#### [Brief]
Please find each line in the records below that contains the word "chrome", and copy those lines out.

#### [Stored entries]
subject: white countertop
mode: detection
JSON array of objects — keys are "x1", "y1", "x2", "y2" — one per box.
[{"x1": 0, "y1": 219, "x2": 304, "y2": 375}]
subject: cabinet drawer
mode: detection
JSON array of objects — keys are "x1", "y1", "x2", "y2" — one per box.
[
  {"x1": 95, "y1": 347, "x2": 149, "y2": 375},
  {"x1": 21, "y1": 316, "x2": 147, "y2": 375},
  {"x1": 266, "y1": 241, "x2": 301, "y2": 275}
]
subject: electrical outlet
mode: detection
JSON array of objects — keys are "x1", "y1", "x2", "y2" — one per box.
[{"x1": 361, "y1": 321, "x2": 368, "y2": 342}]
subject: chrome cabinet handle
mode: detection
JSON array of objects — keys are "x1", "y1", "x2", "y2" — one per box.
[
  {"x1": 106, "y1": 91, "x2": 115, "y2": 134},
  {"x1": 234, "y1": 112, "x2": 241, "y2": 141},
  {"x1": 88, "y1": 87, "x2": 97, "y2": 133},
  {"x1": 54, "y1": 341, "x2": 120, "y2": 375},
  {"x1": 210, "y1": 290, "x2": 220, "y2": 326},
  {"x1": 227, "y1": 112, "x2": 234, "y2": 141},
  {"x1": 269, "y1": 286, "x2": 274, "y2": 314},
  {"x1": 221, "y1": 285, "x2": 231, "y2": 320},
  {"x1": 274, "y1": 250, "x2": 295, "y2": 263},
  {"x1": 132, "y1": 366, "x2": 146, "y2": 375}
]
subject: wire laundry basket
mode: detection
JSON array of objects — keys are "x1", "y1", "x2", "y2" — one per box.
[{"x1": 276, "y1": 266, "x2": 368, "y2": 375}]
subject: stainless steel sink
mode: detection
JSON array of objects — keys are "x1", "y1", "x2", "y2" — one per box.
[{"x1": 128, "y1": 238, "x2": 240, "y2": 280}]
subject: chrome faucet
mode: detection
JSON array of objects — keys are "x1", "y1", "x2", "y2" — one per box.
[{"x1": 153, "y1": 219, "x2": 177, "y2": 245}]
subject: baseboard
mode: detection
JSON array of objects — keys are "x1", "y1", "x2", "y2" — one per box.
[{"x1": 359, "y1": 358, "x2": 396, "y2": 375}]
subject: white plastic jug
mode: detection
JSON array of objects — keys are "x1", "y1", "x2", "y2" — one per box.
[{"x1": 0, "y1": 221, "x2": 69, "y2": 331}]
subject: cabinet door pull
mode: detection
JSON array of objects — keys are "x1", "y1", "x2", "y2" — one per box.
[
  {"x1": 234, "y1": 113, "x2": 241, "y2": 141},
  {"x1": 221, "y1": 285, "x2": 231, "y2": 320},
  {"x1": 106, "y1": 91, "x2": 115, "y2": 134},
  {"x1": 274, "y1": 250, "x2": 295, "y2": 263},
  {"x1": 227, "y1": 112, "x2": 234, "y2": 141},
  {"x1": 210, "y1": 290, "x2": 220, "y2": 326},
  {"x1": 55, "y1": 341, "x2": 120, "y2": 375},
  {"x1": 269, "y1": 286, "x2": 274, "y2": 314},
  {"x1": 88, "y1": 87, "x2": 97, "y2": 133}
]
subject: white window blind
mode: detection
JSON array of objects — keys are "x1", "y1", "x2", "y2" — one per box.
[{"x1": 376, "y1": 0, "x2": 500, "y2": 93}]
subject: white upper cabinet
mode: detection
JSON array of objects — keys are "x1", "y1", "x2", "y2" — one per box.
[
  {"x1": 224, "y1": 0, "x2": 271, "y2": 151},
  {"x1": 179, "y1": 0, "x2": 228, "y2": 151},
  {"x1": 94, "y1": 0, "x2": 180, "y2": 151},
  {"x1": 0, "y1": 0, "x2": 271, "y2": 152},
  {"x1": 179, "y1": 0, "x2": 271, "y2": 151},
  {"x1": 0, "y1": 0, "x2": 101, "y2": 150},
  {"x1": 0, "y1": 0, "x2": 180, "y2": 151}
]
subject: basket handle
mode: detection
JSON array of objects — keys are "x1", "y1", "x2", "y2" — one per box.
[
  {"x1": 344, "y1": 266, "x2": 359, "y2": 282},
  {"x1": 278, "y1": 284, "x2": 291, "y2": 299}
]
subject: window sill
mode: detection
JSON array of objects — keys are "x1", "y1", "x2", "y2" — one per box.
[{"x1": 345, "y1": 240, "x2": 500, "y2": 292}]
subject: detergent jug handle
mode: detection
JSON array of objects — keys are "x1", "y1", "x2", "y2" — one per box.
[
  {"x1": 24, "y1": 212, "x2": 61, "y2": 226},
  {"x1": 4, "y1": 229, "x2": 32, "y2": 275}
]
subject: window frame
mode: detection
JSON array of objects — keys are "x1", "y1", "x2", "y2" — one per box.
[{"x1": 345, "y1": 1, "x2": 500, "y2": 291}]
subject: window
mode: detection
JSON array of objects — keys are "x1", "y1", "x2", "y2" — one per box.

#### [Complete output]
subject: chrome cabinet handle
subject: chrome faucet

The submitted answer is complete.